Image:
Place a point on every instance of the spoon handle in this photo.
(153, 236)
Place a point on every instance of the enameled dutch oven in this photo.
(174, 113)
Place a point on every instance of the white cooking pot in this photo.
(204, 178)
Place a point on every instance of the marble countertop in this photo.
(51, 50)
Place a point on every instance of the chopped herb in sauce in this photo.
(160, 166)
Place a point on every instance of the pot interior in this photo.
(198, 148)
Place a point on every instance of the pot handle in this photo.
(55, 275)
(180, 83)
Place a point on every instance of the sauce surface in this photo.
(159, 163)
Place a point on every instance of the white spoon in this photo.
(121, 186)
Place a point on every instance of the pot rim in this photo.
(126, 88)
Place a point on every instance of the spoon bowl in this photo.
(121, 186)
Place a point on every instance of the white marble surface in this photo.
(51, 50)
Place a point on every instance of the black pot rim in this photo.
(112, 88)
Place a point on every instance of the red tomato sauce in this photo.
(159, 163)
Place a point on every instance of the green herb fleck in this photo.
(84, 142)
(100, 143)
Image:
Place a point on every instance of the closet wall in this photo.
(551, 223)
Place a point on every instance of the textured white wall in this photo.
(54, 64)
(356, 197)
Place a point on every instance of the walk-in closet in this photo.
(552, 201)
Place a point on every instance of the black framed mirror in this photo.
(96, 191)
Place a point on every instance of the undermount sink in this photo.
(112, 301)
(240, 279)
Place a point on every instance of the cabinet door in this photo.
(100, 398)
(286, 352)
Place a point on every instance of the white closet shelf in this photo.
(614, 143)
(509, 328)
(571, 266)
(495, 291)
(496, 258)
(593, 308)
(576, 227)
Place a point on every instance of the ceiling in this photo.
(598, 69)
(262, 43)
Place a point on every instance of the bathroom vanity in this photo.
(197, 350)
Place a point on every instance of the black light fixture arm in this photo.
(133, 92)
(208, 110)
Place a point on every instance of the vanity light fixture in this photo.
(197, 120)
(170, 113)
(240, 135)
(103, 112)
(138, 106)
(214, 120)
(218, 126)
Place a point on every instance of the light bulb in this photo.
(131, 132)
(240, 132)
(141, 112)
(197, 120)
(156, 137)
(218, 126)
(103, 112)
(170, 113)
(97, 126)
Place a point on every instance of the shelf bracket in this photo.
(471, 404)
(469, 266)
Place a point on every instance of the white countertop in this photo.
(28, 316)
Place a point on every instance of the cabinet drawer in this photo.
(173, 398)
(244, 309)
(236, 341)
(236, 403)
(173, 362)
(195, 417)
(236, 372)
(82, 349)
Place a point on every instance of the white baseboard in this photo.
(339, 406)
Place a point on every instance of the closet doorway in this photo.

WHAT YOU HAVE TO DO: Return the lines from the line containing "Place a point on every instance of the black framed" to the end of the entries above, exactly as they appear and with no other output.

TASK RESULT:
Place a point on every instance of the black framed mirror in this photo.
(96, 191)
Place a point on every instance of the undermount sink in this photo.
(112, 301)
(240, 279)
Place a point on every instance of the cabinet door in this photo.
(100, 398)
(286, 352)
Place a point on every instance of the white closet shelf in this photo.
(614, 143)
(509, 328)
(571, 266)
(495, 291)
(496, 258)
(593, 308)
(576, 227)
Place a point on every instance of the ceiling in this photo.
(598, 69)
(262, 43)
Place a point on every instance of the bathroom vanity in this photo.
(197, 350)
Place a point on every instance of the black light fixture arm in this photo.
(133, 92)
(208, 110)
Place a point on every instance of the vanity light fixture in this photo.
(197, 120)
(170, 113)
(240, 135)
(103, 112)
(138, 106)
(214, 120)
(218, 126)
Place a point on every instance of the light bulb in this photo.
(131, 132)
(240, 132)
(141, 112)
(197, 120)
(156, 137)
(218, 126)
(103, 112)
(170, 113)
(97, 126)
Place a point on every instance of the shelf bracket in this photo.
(471, 404)
(469, 266)
Place a point on every instance of the white countertop in this photo.
(28, 316)
Place a point on every instance of the cabinet drawer in this photo.
(173, 398)
(244, 309)
(236, 341)
(236, 403)
(173, 362)
(195, 417)
(236, 372)
(82, 349)
Place a point on every instance of the white baseboard in this photo.
(339, 406)
Place a point on every instance of the closet doorway in this photo.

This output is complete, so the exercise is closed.